### [TEXT SHOWN]
Start of Block

The group to which Joan refers is the so called 'Class of '72' - 589
felons who won what she terms the "Death Row lottery". This happened when
in a landmark ruling, the US Supreme Court outlawed the death penalty,
giving inmates throughout the country a second chance. Joan decided to
track them down, embarking on an epic 13-year mission. "Therapy would have
been a lot cheaper and easier," she says wryly.

Her journey began with Lawrence "Bubba" Hayes, who in 1972, was sentenced
to death for killing a policeman. When Joan met him, he'd been released
from prison and was working as a counsellor in Brooklyn. Despite her
initial fear, she found him far from threatening. "Lawrence Hayes is a
good-looking, articulate man," she writes. "He doesn't look or act like a
killer."

Further meetings took her right across America, where former inmates were
living largely anonymously within communities. She had to steel herself
for each encounter. "I believed, like many people, that the people on
Death Row were psychopaths and serial killers, so I had to say 100 hail
Marys and walk to the door," says Joan. "I had that fear and it was very
real."

What she found, in every case, was that to some degree at least, the
former convict had reformed. "They weren't the people who had landed them
on eeath row," she says. "They did a great job with their 2nd chance. I
don't make the case for them - they make it for themselves."

Of the Class of '72, 322 prisoners were released. A total of 111 returned
to jail - 5 for further murders - yet according to Joan, most had
committed only minor crimes. "For most of them, it was because they
violated a rule of their parole," she says. "Of that 111, 42 went back for
non-violent crimes like drug or alcohol offences or because they were
carrying a firearm - but there are many Americans who have guns. On the
whole, those who did return to prison did so for very minor offences."

In 1976, after a brief four-year respite, execution was reinstated in the
US. Since then, it's become a world leader, behind only China, Iran and
Vietnam. At the heart of Joan's argument is that it's the poor, black and
uneducated who fill the ranks of death row - and not the heinous felons we
might assume. She points to Freddie Pitts and Wilbert Lee, who in 1963,
were framed for 2 gas station murders. "The 2 men were questioned - at one
point for more than 17 hours," she writes. "They were beaten and told to
confess or face a lynch mob. Freddie and Wilbert confessed."

The picture Joan paints is of a system where corruption is endemic, where
killers of whites are 6 times more likely to be put to death than those of
blacks, where your chance of living still depends on your lawyer. Yet
there are some for whom she has no pity. "There are people who should not
be released," she says. "I don't think they should be executed but I don't
think they should be released. I'm realistic. I'm not going to stand on my
soap box and say everyone has a redeeming quality. That's not true. There
are groups of people who are truly evil."

End of Block

### [GIVEN RECORDS]

Start of Block

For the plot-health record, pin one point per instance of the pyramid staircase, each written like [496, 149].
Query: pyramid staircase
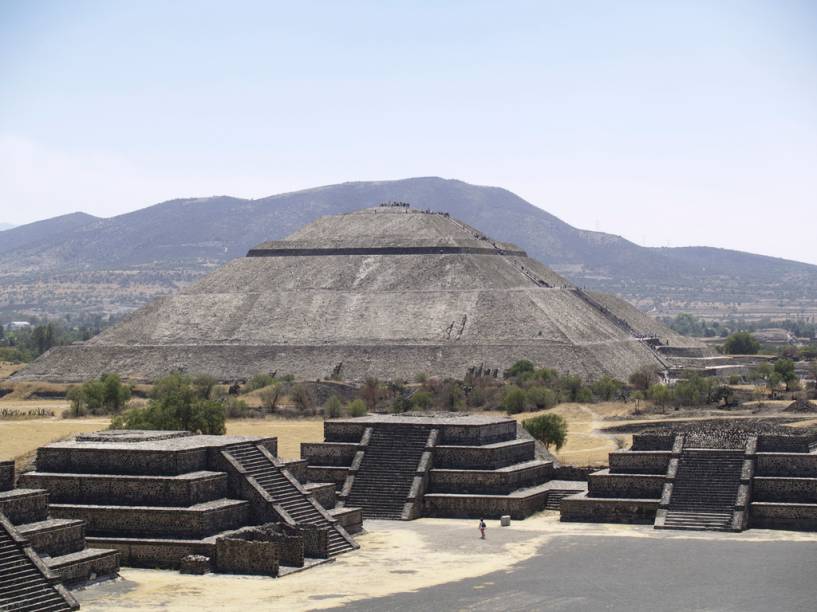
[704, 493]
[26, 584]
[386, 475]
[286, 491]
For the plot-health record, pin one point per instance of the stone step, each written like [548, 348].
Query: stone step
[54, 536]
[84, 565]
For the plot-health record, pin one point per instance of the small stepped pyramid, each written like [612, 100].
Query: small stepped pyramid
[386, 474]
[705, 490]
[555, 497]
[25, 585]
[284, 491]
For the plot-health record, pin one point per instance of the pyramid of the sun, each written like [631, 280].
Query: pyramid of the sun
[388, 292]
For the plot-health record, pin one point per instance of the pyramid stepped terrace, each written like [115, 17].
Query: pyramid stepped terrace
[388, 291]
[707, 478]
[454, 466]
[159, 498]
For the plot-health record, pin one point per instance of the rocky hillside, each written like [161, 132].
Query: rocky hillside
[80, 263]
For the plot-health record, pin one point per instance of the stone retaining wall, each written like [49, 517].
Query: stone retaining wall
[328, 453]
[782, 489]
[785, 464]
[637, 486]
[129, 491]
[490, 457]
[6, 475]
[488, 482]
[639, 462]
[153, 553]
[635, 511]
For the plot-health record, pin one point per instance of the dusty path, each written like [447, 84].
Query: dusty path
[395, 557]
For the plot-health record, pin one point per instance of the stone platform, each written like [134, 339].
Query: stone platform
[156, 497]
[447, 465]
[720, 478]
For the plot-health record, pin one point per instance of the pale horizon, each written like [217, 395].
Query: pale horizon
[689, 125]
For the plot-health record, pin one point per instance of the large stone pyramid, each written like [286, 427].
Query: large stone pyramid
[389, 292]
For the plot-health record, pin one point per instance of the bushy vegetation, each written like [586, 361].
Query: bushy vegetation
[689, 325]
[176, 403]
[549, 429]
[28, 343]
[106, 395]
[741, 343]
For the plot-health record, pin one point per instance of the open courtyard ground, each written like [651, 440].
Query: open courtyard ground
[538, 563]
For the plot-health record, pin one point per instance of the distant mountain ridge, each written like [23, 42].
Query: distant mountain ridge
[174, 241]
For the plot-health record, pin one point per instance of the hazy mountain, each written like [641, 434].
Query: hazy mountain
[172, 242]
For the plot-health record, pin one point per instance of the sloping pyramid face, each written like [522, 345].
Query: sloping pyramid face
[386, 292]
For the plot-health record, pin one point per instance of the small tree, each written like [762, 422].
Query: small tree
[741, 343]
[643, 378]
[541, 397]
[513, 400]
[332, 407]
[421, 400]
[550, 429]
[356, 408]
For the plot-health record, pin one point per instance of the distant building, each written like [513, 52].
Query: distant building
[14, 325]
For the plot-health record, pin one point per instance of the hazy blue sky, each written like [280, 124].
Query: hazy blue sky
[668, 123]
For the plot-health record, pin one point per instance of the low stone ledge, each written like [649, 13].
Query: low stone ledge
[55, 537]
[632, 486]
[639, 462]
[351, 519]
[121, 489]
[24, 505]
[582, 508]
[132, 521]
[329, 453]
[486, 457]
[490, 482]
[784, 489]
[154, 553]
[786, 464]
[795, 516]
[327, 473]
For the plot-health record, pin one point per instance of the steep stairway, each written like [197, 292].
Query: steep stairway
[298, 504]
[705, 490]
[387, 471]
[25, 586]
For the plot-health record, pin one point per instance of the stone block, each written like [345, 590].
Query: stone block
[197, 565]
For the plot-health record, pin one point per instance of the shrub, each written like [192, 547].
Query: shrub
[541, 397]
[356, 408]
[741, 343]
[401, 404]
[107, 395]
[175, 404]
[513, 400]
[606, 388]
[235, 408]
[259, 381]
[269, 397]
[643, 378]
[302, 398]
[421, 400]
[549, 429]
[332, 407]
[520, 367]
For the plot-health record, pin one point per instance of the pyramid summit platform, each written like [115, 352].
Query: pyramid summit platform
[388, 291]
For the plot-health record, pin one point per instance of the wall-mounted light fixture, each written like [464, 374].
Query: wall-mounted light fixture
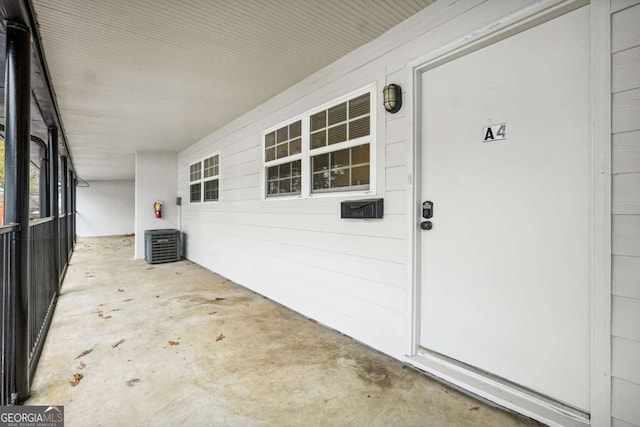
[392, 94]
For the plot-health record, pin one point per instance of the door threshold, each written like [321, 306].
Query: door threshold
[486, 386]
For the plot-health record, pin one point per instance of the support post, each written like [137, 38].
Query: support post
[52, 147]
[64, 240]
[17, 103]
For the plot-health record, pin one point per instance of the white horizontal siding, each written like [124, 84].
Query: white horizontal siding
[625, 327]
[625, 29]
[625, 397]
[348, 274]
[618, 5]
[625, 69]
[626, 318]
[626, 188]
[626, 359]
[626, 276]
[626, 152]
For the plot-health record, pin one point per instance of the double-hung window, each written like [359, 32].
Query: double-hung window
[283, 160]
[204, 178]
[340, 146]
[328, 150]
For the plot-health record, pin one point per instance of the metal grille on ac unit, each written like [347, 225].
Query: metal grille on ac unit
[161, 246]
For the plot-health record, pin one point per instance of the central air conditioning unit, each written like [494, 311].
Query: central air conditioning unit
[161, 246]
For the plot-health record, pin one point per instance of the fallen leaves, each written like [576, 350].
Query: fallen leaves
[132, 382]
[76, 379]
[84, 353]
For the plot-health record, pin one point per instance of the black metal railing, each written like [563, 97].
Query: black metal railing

End of Block

### [ASSIGNMENT]
In the text about the Class of '72, condense the paragraph beginning "Her journey began with Lawrence" into a bulleted list that keeps its main facts. Nothing in the records matters here.

### [ANSWER SECTION]
- Joan's journey began with Lawrence "Bubba" Hayes.
- In 1972 he was sentenced to death for killing a policeman.
- When she met him, he had been released from prison and was working as a counsellor in Brooklyn.
- Despite her initial fear, she found him far from threatening.
- She describes him as a good-looking, articulate man who doesn't look or act like a killer.